Everything from the opening line of the records below through the line with "Kindly point to the temple" must be duplicated exactly, pictures left out.

SUPPLIED INFORMATION below:

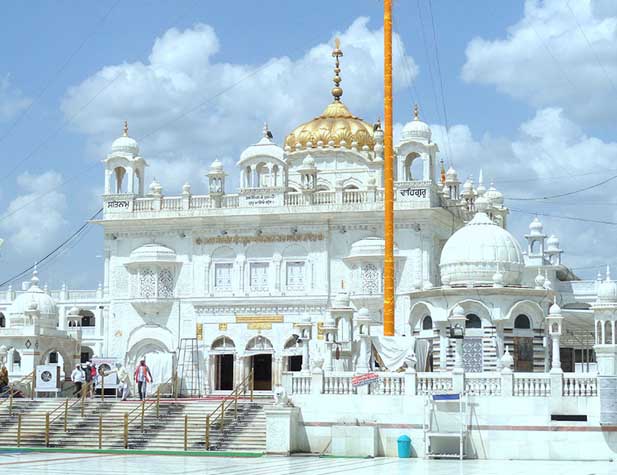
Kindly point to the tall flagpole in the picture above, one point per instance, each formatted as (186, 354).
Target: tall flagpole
(388, 264)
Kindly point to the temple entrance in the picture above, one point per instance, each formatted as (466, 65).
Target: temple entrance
(294, 363)
(260, 351)
(262, 367)
(224, 372)
(523, 354)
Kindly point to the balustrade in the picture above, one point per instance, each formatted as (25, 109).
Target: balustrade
(202, 201)
(173, 203)
(483, 384)
(532, 384)
(583, 384)
(492, 384)
(338, 383)
(389, 384)
(300, 383)
(431, 383)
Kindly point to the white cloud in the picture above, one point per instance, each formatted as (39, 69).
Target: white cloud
(550, 155)
(183, 70)
(12, 101)
(547, 61)
(36, 228)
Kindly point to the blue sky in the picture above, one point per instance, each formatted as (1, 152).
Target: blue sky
(529, 89)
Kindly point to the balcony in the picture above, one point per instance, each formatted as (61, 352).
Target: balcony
(412, 194)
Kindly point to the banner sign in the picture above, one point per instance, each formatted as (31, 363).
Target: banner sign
(364, 379)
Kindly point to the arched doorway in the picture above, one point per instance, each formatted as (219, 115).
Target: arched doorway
(260, 350)
(223, 350)
(158, 358)
(522, 335)
(473, 352)
(293, 354)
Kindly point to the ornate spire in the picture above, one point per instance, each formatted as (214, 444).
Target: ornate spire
(337, 90)
(35, 275)
(443, 172)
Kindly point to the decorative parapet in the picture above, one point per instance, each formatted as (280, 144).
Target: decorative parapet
(414, 194)
(410, 383)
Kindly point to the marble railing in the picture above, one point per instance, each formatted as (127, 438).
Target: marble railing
(489, 384)
(414, 194)
(431, 383)
(58, 295)
(300, 383)
(483, 384)
(532, 384)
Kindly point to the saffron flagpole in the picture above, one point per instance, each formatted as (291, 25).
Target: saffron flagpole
(388, 267)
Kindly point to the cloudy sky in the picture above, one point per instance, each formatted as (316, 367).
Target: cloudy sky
(525, 91)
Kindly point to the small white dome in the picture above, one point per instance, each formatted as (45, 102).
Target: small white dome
(495, 197)
(308, 162)
(536, 227)
(125, 144)
(216, 167)
(341, 300)
(552, 243)
(473, 254)
(35, 298)
(458, 311)
(451, 175)
(155, 187)
(416, 129)
(264, 148)
(607, 290)
(152, 253)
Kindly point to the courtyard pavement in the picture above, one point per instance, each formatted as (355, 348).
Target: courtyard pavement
(75, 463)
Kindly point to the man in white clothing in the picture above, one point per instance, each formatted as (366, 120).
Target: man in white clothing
(77, 376)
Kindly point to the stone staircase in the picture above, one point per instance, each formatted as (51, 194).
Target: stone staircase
(247, 433)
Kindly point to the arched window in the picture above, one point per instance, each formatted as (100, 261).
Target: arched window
(522, 322)
(473, 321)
(87, 320)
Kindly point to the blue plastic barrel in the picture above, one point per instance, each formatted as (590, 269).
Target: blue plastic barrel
(404, 447)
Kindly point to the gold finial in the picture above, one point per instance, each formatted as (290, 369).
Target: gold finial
(337, 91)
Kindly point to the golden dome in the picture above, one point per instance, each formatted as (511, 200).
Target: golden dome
(335, 124)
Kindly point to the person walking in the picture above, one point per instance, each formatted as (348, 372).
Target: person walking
(77, 376)
(88, 377)
(4, 379)
(123, 380)
(143, 376)
(94, 377)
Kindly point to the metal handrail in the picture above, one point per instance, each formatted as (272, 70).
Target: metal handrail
(11, 388)
(219, 412)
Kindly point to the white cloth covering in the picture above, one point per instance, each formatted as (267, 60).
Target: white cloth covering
(161, 367)
(394, 350)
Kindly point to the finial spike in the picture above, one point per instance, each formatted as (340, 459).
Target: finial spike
(337, 90)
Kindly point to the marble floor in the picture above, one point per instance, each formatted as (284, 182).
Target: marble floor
(69, 463)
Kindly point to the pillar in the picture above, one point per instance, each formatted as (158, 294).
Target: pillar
(556, 361)
(443, 347)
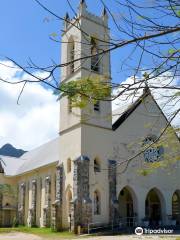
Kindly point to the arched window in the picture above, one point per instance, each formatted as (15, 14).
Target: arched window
(71, 55)
(69, 199)
(97, 203)
(69, 105)
(97, 106)
(96, 165)
(69, 165)
(94, 56)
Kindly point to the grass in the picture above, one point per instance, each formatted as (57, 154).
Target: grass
(46, 233)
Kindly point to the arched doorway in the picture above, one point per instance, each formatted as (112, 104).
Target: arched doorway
(153, 208)
(127, 207)
(176, 207)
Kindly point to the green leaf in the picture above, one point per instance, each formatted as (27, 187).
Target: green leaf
(54, 34)
(178, 13)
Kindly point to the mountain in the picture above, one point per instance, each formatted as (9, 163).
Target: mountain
(9, 150)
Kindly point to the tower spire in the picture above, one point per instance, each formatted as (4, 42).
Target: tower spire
(66, 20)
(82, 7)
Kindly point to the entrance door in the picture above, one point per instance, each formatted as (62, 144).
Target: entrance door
(126, 207)
(7, 218)
(153, 208)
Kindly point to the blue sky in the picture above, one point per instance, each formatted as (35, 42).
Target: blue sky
(25, 29)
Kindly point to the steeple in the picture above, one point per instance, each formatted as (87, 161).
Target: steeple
(82, 7)
(104, 15)
(66, 20)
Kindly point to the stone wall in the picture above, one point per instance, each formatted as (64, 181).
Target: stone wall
(21, 203)
(56, 221)
(81, 206)
(32, 210)
(113, 202)
(47, 207)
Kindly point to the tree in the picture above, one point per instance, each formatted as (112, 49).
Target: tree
(149, 32)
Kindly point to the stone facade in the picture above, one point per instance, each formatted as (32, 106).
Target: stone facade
(57, 205)
(21, 205)
(81, 209)
(47, 207)
(32, 210)
(113, 202)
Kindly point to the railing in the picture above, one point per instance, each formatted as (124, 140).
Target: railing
(122, 223)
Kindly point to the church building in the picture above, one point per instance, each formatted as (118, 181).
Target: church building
(94, 173)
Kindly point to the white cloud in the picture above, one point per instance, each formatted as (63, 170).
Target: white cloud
(164, 97)
(33, 122)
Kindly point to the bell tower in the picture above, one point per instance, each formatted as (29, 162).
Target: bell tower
(85, 35)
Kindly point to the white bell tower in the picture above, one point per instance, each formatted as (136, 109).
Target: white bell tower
(85, 35)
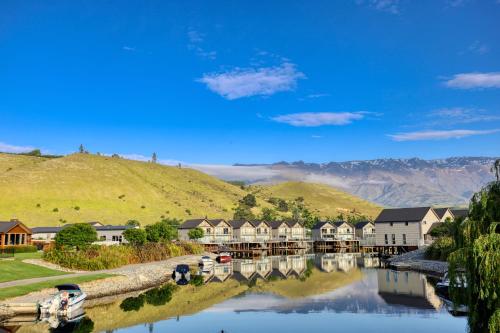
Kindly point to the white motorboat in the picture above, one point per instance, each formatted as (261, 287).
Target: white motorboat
(69, 299)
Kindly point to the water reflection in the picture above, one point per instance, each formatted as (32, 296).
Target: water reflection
(325, 286)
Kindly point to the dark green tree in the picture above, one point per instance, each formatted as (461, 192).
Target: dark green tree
(80, 235)
(135, 237)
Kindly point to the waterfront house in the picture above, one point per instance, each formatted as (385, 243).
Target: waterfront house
(263, 231)
(243, 231)
(365, 232)
(297, 230)
(106, 234)
(406, 227)
(344, 230)
(280, 230)
(223, 232)
(204, 224)
(323, 231)
(14, 233)
(444, 214)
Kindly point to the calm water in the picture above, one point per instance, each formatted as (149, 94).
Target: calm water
(334, 292)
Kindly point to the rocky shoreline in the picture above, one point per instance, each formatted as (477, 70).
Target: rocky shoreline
(415, 261)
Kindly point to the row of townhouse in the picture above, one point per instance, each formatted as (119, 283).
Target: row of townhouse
(222, 231)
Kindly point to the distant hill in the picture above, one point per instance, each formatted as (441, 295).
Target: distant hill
(321, 199)
(387, 182)
(84, 187)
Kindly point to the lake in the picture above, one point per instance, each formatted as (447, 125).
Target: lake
(336, 292)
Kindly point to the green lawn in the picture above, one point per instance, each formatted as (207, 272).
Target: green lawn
(23, 290)
(15, 269)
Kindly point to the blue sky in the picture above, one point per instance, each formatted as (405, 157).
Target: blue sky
(224, 82)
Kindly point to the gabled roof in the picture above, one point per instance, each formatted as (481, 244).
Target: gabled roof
(441, 211)
(190, 224)
(415, 214)
(236, 224)
(257, 223)
(361, 225)
(460, 213)
(5, 226)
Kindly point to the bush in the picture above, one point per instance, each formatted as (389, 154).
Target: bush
(135, 237)
(80, 235)
(440, 249)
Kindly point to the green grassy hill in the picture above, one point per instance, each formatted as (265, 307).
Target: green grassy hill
(321, 199)
(82, 187)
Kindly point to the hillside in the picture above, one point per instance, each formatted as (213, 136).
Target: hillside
(112, 190)
(321, 199)
(83, 187)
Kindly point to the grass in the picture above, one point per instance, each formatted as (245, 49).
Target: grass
(321, 199)
(26, 289)
(11, 270)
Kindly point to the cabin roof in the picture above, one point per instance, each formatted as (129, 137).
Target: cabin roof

End of SUPPLIED INFORMATION.

OUTPUT OF THE EXERCISE:
Kindly point to the tall flagpole in the picture above, one point per instance, each formatted as (186, 354).
Target: tall flagpole
(388, 264)
Kindly point to the temple entrance in the picture above, one point per instance, each formatted as (466, 65).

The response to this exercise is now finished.